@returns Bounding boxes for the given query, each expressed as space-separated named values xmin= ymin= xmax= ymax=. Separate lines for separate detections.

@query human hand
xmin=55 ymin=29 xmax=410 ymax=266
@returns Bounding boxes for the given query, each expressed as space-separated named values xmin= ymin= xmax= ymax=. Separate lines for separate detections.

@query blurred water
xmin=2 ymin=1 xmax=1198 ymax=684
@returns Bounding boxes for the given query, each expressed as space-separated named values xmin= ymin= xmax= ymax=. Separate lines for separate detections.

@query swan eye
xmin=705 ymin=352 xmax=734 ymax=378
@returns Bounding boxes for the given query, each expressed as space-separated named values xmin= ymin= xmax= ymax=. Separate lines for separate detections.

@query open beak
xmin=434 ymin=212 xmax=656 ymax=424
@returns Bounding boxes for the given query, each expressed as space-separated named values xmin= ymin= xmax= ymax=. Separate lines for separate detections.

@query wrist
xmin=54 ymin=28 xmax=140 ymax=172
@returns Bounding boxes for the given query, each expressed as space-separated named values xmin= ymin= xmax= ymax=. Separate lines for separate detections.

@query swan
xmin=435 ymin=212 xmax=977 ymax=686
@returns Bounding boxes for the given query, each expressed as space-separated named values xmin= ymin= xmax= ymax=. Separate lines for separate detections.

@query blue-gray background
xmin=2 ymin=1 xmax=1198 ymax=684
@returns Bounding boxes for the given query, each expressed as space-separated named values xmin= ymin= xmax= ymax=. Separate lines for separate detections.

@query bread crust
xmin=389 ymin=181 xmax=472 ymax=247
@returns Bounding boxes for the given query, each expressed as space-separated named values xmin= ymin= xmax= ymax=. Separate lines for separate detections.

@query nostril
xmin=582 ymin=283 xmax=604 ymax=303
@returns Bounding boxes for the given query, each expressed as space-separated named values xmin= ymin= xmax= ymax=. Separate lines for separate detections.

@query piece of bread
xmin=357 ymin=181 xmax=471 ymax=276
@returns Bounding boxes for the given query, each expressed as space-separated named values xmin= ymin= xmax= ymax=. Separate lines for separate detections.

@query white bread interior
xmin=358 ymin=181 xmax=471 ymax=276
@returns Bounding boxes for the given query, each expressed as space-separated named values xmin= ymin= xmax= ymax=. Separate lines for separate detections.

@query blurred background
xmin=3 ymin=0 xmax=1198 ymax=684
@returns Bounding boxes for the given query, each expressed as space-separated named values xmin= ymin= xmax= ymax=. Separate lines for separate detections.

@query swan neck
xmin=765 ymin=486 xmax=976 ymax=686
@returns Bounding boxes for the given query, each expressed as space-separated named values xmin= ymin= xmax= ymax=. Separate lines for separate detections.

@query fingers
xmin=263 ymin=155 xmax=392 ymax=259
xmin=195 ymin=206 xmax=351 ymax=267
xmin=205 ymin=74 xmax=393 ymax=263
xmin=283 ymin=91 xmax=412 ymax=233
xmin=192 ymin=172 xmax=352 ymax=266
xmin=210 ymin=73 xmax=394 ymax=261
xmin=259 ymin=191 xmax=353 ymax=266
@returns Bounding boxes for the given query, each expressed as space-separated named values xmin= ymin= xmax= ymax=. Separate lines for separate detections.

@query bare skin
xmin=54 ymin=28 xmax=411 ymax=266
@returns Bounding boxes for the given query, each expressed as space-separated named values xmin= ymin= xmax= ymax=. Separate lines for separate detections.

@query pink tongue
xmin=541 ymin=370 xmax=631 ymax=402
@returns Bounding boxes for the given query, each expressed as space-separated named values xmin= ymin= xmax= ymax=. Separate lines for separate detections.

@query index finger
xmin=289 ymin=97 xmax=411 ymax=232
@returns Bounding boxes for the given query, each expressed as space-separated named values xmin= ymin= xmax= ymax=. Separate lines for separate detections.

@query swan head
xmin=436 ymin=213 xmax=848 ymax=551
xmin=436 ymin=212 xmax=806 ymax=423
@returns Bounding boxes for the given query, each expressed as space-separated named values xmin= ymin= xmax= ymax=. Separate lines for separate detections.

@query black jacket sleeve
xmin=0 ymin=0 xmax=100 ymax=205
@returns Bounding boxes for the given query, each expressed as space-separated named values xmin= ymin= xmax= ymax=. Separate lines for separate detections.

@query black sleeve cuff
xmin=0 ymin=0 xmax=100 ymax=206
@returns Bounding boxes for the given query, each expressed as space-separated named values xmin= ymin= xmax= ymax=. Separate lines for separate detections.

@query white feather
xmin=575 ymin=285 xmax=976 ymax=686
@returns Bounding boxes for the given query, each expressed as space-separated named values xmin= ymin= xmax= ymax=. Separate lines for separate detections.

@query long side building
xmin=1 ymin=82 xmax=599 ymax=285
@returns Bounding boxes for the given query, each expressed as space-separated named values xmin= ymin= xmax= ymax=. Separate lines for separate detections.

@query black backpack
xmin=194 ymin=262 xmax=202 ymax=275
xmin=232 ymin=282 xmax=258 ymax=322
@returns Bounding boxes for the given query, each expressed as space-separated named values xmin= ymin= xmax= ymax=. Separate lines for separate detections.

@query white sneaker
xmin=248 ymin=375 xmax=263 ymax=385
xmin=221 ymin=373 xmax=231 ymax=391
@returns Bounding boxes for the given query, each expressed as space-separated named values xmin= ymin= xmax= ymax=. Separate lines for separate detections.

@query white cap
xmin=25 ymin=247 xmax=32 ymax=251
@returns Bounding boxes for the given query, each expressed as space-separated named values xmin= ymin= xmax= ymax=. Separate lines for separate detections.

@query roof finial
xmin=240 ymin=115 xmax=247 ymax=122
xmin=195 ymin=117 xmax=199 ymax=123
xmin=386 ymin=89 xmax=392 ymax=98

**Exercise brief**
Hand back the listing exactly. Include every line.

**Solution to the problem**
@returns Bounding boxes for the given query, each expressed as space-separated named values xmin= ymin= xmax= ymax=. Separate lines for separate detections.

@query human hand
xmin=55 ymin=29 xmax=410 ymax=266
@returns Bounding boxes for the given query, each expressed as space-separated named values xmin= ymin= xmax= ymax=. Separate lines for separate detections.

@query blurred water
xmin=2 ymin=1 xmax=1198 ymax=684
@returns Bounding boxes for the given query, each expressed as space-separated named values xmin= ymin= xmax= ymax=. Separate lines for separate detections.

@query swan eye
xmin=705 ymin=352 xmax=734 ymax=378
@returns Bounding boxes for the given query, each expressed as space-separated named values xmin= ymin= xmax= ymax=. Separate lines for separate detections.

@query open beak
xmin=434 ymin=212 xmax=656 ymax=424
@returns Bounding boxes for the given query, each expressed as space-separated named values xmin= ymin= xmax= ymax=. Separate lines for separate detections.

@query wrist
xmin=54 ymin=28 xmax=140 ymax=172
@returns Bounding boxes for the given query, each expressed as space-separated named values xmin= ymin= xmax= ymax=. Separate lines for separate detections.

@query swan
xmin=435 ymin=212 xmax=977 ymax=686
@returns Bounding boxes for the given query, each expressed as space-separated named values xmin= ymin= xmax= ymax=. Separate lines for separate detections.

@query blue-gray background
xmin=2 ymin=1 xmax=1198 ymax=684
@returns Bounding boxes for the given query, each expressed as space-separated named values xmin= ymin= xmax= ymax=. Separate lines for separate detections.

@query bread crust
xmin=389 ymin=181 xmax=472 ymax=247
@returns Bounding boxes for the given query, each expressed as space-separated named values xmin= ymin= xmax= ymax=. Separate lines for separate detections.

@query nostril
xmin=582 ymin=283 xmax=604 ymax=303
@returns Bounding boxes for the given query, each expressed as space-separated named values xmin= ymin= xmax= ymax=. Separate lines for separate detections.

@query piece of bread
xmin=357 ymin=181 xmax=471 ymax=276
@returns Bounding boxes for the given query, each expressed as space-separated named values xmin= ymin= xmax= ymax=. Separate lines for separate detections.

@query white bread interior
xmin=358 ymin=181 xmax=471 ymax=276
@returns Bounding boxes for the given query, each expressed as space-separated named values xmin= ymin= xmax= ymax=. Separate lines for separate detections.

@query blurred background
xmin=3 ymin=0 xmax=1198 ymax=684
@returns Bounding boxes for the given query, each expressed as space-separated named values xmin= ymin= xmax= ymax=. Separate lines for separate detections.

@query swan neck
xmin=765 ymin=486 xmax=976 ymax=686
@returns Bounding boxes for the given query, each expressed as space-separated named values xmin= ymin= xmax= ymax=. Separate lines for separate detections.

@query fingers
xmin=263 ymin=155 xmax=392 ymax=259
xmin=195 ymin=206 xmax=351 ymax=267
xmin=205 ymin=74 xmax=393 ymax=263
xmin=283 ymin=91 xmax=412 ymax=233
xmin=192 ymin=172 xmax=352 ymax=266
xmin=210 ymin=73 xmax=394 ymax=261
xmin=259 ymin=191 xmax=353 ymax=266
@returns Bounding boxes for the given query, each expressed as space-separated named values xmin= ymin= xmax= ymax=. Separate lines for separate detections.

@query bare skin
xmin=54 ymin=28 xmax=411 ymax=266
@returns Bounding boxes for the given query, each expressed as space-separated named values xmin= ymin= xmax= ymax=. Separate lines for separate detections.

@query pink tongue
xmin=541 ymin=370 xmax=631 ymax=402
@returns Bounding boxes for the given query, each expressed as space-separated named values xmin= ymin= xmax= ymax=. Separate lines for separate detections.

@query index finger
xmin=289 ymin=97 xmax=411 ymax=232
@returns Bounding boxes for the given query, each expressed as space-separated named values xmin= ymin= xmax= ymax=. Separate lines for separate detections.

@query swan head
xmin=436 ymin=213 xmax=848 ymax=551
xmin=436 ymin=212 xmax=806 ymax=423
@returns Bounding boxes for the given query, each expressed as space-separated named values xmin= ymin= xmax= ymax=. Separate lines for separate detections.

@query black jacket sleeve
xmin=0 ymin=0 xmax=100 ymax=205
@returns Bounding boxes for the given query, each expressed as space-separated named values xmin= ymin= xmax= ymax=. Separate lines for separate detections.

@query black sleeve cuff
xmin=0 ymin=0 xmax=100 ymax=206
@returns Bounding boxes for the given query, each expressed as space-separated named values xmin= ymin= xmax= ymax=. Separate lines for separate detections.

@query white feather
xmin=575 ymin=285 xmax=976 ymax=686
@returns Bounding boxes for the given query, each expressed as space-separated named values xmin= ymin= xmax= ymax=. Separate lines for separate detections.

@query long side building
xmin=1 ymin=82 xmax=599 ymax=285
@returns Bounding boxes for the given query, each expressed as space-separated named values xmin= ymin= xmax= ymax=. Separate lines for separate detections.

@query black backpack
xmin=194 ymin=262 xmax=202 ymax=275
xmin=232 ymin=282 xmax=258 ymax=322
@returns Bounding boxes for the given query, each expressed as space-separated named values xmin= ymin= xmax= ymax=. Separate lines for separate detections.

@query white sneaker
xmin=248 ymin=375 xmax=263 ymax=385
xmin=221 ymin=373 xmax=231 ymax=391
@returns Bounding boxes for the given query, each expressed as space-separated named values xmin= ymin= xmax= ymax=. Separate lines for separate detections.

@query white cap
xmin=25 ymin=247 xmax=32 ymax=251
@returns Bounding boxes for the given query, each expressed as space-separated named values xmin= ymin= xmax= ymax=. Separate lines for separate detections.

@query roof finial
xmin=240 ymin=115 xmax=247 ymax=122
xmin=195 ymin=117 xmax=199 ymax=123
xmin=386 ymin=89 xmax=392 ymax=98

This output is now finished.